EXERCISE GOAL:
Produce an exact copy of the lines from the line that contains "Find overcast sky." to the end of the listing below.

INPUT:
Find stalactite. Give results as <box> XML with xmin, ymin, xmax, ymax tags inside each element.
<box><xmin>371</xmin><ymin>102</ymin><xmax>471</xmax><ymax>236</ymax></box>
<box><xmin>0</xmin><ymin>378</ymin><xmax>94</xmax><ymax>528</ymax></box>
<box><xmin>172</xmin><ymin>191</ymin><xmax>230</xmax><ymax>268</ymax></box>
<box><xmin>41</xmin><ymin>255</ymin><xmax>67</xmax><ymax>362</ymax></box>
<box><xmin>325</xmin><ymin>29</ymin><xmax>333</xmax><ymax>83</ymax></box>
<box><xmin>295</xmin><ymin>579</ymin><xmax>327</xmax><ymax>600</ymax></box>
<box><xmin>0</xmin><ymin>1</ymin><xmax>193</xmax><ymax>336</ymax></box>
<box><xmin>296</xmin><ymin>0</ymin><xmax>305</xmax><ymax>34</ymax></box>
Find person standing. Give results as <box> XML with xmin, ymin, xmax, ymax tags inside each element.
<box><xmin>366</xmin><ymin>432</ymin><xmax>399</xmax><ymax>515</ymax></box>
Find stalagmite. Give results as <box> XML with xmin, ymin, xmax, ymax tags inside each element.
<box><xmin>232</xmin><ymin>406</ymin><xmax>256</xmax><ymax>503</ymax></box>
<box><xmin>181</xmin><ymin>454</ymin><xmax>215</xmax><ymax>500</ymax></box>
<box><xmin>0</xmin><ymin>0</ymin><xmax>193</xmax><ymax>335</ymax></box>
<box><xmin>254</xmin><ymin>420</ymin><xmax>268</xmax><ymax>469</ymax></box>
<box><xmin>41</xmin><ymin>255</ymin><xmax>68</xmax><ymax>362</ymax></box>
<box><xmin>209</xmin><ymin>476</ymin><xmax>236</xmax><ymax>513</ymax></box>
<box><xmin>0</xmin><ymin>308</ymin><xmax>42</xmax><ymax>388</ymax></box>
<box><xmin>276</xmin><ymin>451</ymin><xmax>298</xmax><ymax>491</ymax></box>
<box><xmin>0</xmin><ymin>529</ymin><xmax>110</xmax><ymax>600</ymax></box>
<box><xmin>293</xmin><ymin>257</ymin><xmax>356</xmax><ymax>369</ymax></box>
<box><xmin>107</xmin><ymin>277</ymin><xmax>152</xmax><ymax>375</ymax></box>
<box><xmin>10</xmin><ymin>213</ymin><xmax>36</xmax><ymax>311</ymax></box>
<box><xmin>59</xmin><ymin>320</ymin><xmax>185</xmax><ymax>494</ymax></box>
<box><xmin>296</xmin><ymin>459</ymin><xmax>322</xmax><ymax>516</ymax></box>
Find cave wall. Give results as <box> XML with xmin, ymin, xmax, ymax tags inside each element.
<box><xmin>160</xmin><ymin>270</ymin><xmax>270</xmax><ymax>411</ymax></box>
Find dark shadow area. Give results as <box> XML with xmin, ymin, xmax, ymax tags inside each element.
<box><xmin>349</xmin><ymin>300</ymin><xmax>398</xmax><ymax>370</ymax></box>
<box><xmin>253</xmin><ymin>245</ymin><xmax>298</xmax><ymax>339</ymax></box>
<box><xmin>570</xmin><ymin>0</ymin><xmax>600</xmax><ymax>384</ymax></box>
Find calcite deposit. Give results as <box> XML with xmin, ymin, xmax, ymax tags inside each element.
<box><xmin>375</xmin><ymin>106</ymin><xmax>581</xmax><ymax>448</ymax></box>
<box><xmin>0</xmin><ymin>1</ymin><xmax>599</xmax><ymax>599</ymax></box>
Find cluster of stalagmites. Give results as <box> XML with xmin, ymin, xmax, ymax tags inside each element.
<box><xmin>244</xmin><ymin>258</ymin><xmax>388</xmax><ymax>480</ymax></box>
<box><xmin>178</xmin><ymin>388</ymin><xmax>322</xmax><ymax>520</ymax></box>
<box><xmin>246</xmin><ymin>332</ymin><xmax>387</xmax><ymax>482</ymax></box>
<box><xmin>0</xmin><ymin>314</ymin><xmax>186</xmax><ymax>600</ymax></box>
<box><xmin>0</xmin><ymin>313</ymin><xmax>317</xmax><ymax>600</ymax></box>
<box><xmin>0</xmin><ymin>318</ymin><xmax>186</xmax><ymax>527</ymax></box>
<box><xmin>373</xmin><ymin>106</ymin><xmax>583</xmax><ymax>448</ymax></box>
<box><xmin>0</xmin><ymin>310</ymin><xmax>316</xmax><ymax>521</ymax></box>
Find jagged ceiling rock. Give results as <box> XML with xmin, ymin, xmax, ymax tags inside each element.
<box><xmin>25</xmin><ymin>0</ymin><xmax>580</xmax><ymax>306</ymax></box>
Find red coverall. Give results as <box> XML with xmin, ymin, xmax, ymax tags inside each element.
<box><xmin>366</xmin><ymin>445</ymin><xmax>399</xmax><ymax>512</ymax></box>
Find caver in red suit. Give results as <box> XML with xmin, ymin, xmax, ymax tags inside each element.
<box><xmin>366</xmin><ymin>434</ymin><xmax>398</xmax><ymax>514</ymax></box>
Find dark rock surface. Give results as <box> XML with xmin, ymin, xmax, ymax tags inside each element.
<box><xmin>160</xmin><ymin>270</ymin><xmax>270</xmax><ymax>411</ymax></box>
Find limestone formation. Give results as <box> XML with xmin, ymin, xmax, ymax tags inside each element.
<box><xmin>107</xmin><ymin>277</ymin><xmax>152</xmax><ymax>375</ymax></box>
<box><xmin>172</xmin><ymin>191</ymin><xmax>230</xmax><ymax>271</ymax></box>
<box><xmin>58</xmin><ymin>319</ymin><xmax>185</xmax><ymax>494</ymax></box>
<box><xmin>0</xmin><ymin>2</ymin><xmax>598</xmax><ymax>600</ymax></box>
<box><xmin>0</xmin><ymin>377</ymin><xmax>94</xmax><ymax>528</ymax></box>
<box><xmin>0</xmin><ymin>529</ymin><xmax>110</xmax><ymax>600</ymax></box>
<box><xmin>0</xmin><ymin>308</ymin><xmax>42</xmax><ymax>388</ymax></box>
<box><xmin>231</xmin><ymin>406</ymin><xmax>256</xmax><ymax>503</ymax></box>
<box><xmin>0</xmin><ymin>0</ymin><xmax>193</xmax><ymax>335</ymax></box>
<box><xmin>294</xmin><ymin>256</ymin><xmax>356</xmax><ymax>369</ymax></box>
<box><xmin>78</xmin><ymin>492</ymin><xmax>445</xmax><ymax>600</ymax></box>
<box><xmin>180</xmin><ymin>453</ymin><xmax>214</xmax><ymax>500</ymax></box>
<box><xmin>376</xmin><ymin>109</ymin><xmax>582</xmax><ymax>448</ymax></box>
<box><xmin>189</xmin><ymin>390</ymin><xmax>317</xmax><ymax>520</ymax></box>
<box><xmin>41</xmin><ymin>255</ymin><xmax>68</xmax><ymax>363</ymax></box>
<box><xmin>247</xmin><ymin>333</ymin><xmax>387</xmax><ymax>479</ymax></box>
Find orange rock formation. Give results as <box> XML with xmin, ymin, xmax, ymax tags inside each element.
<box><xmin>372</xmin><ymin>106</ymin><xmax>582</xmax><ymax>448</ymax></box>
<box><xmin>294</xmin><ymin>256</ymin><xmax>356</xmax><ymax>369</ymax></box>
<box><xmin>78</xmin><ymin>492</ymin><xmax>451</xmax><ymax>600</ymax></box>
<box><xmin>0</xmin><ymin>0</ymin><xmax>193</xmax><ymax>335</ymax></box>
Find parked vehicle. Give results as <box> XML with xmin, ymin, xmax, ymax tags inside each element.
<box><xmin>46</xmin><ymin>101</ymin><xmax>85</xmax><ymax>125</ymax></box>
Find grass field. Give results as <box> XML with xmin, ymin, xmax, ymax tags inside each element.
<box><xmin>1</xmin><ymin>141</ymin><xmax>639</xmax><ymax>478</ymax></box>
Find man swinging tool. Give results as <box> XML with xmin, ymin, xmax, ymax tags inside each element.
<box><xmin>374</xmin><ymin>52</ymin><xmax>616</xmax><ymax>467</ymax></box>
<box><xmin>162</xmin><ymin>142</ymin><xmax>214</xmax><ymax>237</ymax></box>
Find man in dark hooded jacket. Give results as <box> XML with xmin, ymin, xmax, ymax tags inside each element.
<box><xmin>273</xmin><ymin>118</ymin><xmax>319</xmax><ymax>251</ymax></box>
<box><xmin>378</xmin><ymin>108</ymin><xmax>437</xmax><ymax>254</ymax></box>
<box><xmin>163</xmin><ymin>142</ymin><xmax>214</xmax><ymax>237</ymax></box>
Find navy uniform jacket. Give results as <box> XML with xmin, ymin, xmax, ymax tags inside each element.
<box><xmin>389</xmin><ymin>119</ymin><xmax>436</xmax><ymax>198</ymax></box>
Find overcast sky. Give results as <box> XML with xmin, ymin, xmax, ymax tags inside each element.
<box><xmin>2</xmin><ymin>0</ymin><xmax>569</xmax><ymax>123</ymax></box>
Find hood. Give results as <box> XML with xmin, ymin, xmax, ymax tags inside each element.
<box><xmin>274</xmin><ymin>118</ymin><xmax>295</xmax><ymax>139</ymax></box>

ANSWER SPACE:
Find overcast sky. Give results as <box> XML with xmin, ymin, xmax, ymax tags inside each element.
<box><xmin>2</xmin><ymin>0</ymin><xmax>569</xmax><ymax>123</ymax></box>
Find hood. Give results as <box> XML with xmin, ymin, xmax, ymax tags inside each element.
<box><xmin>274</xmin><ymin>118</ymin><xmax>295</xmax><ymax>139</ymax></box>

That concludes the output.